The following morning I was able to actually sleep in before heading back to the airport. I hadn't quite scheduled myself enough time to see the scenic downtown of Newark, so I just headed straight to the airport.
KEWR - CYTZ
Flight # PD 130
Equipment:Bombardier DHC-8 Q400 (C-FLQY)
Scheduled Departure: 12:10 Actual Departure: 12:10
Scheduled Arrival: 13:30 Actual Arrival: 13:15
Normally, Porter's operation in Terminal B would be a quick ride on the AirTrain away, but on this Saturday morning the train was down for maintenance between the terminals. I took a quick ride from the shuttle drop off to the airport train station and back just for fun.
Looking out the front of the monorail.
Not a bad view. I believe this is where my aircraft arrived last time I was in Newark.
Is it just me, or are these trains really funny looking?
An airport shuttle bus ride dropped me off at the curb for a very deserted terminal B at around 9:50, 2:20 prior to departure. It turns out I probably could have shrunk that time to just 0:20 prior to departure and still made the flight, but I'm not one to complain about extra time at the airport.
Porter's check-in area.
I joined the check-in line with two people ahead of me. After a wait of no more than 30 seconds an agent was free to help me. As I walked towards the counter the agent greeted me "Good Morning! Your last name please?" "Porter" I responded. The agent looked at me, slightly confused. "Your last name sir?" I again responded "Yes, Porter." I could see the gears turning in the agent's head as he realized that I had been giving him my last name, not just blurting out the name of the airline. "aaahh, right. Cool. The 12:10 to Toronto, correct?"
I was handed a classy looking blue-and-white boarding pass (actual cardboard stock, not the flimsy receipt paper most airlines have moved to these days) and pointed in the direction of security. Before heading on my way I asked about the possibility of doing a same-day standby or change to an earlier flight. It turns out that Porter offers free changes to passengers flying on their "flexible" fares, but my cheap "firm" fare would cost $150 to change. Since the total cost of my ticket was only half that price I decided to wait it out...

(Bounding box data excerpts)

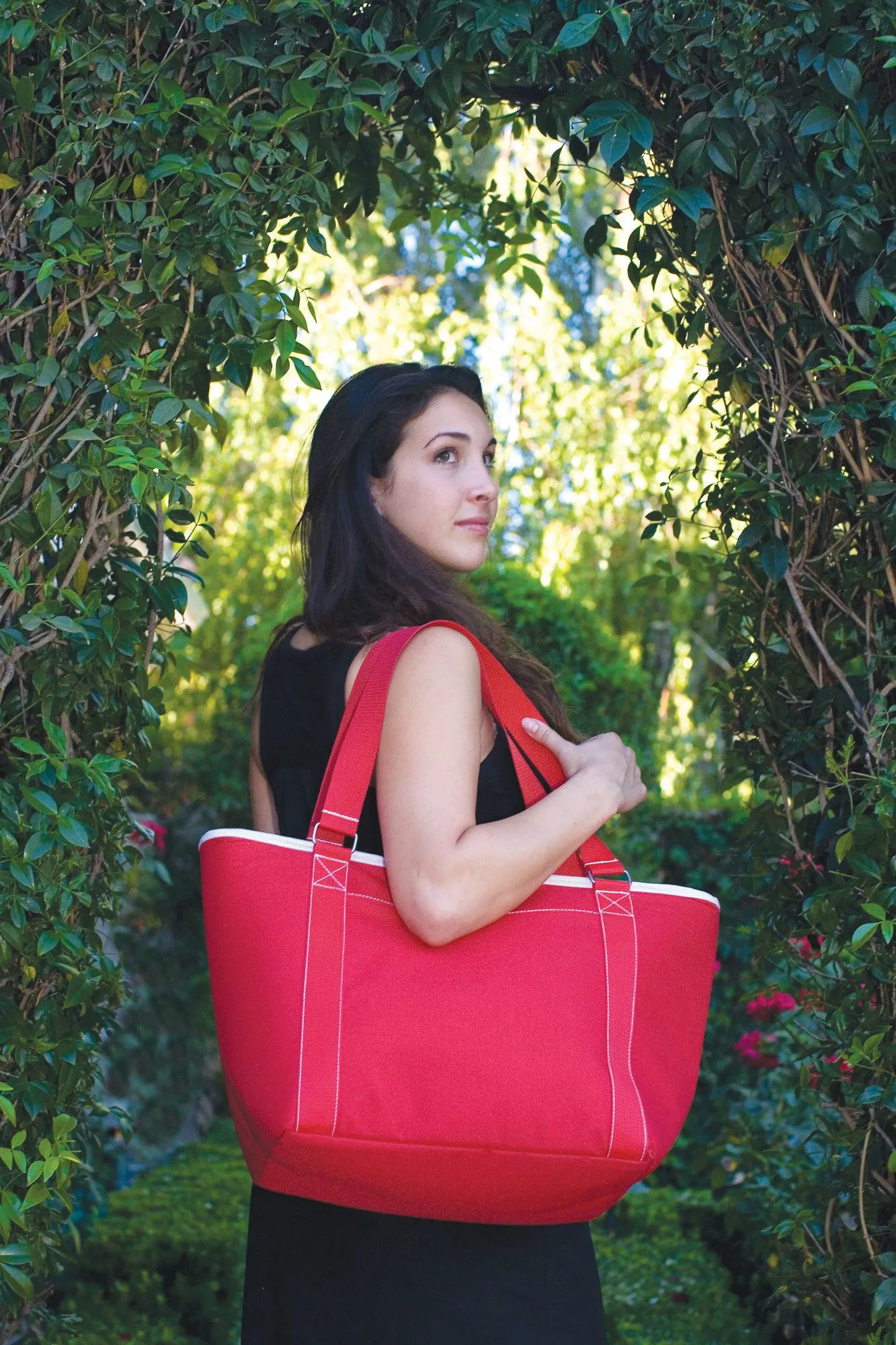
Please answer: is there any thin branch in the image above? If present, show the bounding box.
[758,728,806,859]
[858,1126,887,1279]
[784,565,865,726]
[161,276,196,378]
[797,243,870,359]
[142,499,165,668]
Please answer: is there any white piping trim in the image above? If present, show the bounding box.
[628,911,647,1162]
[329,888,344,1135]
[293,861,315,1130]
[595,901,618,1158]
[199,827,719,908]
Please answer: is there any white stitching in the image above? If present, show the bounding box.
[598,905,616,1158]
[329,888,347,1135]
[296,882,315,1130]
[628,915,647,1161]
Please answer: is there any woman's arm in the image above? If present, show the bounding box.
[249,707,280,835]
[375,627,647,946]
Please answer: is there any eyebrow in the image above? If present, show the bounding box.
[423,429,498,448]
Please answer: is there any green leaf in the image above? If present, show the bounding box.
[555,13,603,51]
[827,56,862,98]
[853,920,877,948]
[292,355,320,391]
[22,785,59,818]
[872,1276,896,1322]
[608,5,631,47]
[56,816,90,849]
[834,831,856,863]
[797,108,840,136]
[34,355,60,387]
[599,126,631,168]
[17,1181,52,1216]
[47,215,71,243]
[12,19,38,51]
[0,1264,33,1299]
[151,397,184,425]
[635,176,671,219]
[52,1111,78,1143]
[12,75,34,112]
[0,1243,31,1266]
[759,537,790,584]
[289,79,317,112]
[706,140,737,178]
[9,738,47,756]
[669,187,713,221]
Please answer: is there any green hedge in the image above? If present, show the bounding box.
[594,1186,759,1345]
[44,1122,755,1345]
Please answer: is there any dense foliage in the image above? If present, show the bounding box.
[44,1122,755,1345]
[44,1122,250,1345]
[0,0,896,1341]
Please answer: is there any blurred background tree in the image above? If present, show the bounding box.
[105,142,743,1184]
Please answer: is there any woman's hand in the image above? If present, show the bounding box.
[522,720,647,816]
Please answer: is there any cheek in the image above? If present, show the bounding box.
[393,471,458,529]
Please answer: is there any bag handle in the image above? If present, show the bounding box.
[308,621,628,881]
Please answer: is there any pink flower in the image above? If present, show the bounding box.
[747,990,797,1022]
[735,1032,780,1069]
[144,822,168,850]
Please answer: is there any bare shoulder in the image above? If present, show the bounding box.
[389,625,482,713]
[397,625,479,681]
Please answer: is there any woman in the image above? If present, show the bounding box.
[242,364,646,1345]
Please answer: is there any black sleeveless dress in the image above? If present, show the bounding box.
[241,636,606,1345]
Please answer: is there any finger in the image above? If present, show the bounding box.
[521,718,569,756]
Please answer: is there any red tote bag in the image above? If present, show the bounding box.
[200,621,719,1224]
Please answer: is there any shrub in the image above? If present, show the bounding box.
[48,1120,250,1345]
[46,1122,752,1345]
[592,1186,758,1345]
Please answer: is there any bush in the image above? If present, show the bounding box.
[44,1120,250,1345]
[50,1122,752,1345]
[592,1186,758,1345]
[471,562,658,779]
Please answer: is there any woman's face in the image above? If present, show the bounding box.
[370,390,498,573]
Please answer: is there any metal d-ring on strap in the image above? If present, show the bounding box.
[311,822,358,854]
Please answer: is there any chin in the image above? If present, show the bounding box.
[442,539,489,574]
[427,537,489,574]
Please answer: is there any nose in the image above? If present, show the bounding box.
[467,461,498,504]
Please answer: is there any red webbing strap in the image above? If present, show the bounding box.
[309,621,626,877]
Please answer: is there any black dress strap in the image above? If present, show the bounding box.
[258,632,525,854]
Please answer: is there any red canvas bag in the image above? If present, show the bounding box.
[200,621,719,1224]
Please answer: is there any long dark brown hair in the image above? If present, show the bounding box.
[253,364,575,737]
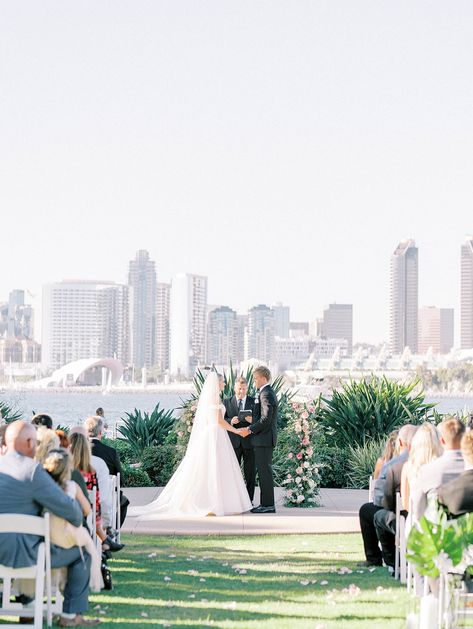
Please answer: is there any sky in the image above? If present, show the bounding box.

- Exercises to complete
#1 Starting with the first line of the records and going on through the line with "[423,429,498,448]", write each line out again, request lines included, and offset every bounding box coordinate by adding 54. Leave the pictures out.
#2 Pick up the account of the Porter flight from Newark to Toronto and continue it after its last sentence.
The text and the records come from unrelated sources.

- Written responses
#1
Please answer: is there any thin branch in the image above? If present, show the bounding box.
[812,782,860,913]
[912,1180,941,1333]
[838,619,919,780]
[215,330,250,432]
[851,297,924,413]
[196,553,219,722]
Please answer: is there any white piping trim in the image above? If present, show the bounding box.
[682,965,701,1216]
[383,942,398,1189]
[347,915,369,1184]
[649,955,672,1212]
[253,881,773,962]
Please answer: is there any white stitching in the image above? If present, show the bounding box.
[652,959,670,1212]
[383,942,401,1189]
[350,936,369,1184]
[682,969,701,1215]
Please answer: is there any woman's arm in the image above? If present, show the bounding box.
[303,761,334,889]
[429,681,701,1000]
Please answer: is there any eyebrow in the image above? If present, show the bounding box.
[477,483,552,502]

#2
I was the only passenger at the security checkpoint when I was screened. The ID-checker was one of the friendliest TSA agents I've ever interacted with. The gaggle of screeners running the milimeter wave scanner seemed quite bored and very curious about the T-shirt I was wearing. I was wearing a shirt printed with Keep Calm and Don't Blink in the style of the famous WWII Keep Calm and Carry On propaganda posters. I explained the reference to the Doctor Who episode "Blink", but the reference went straight over the TSA screeners' heads. One of them loudly stated "Well I don' know 'bout you, but my mind totally went somewhere else when I read that!"
Completely deserted international airside.
Porter's flights dominated the departures and arrivals board for their airside in the morning. The rest of the carriers making use of this concourse operated only once daily international flights, arriving and departing in the late afternoon. Porter's hourly Q400s hardly filled the large concourse.
The lack of operations also meant very few aircraft to watch. The occasional CO/UA aircraft taxied past on its way to terminal C, but the area outside was generally very quiet. The entire ramp was almost perfectly backlit (and hidden behind double panes of glass) as well, making photography less than satisfying.
Finally some Porter aircraft! Two of them at once at that.
The competition, headed to Toronto Pearson.
Only widebody action of the morning, a Continited 767-400 arriving from LHR.
The 11:10 flight, headed off to Toronto.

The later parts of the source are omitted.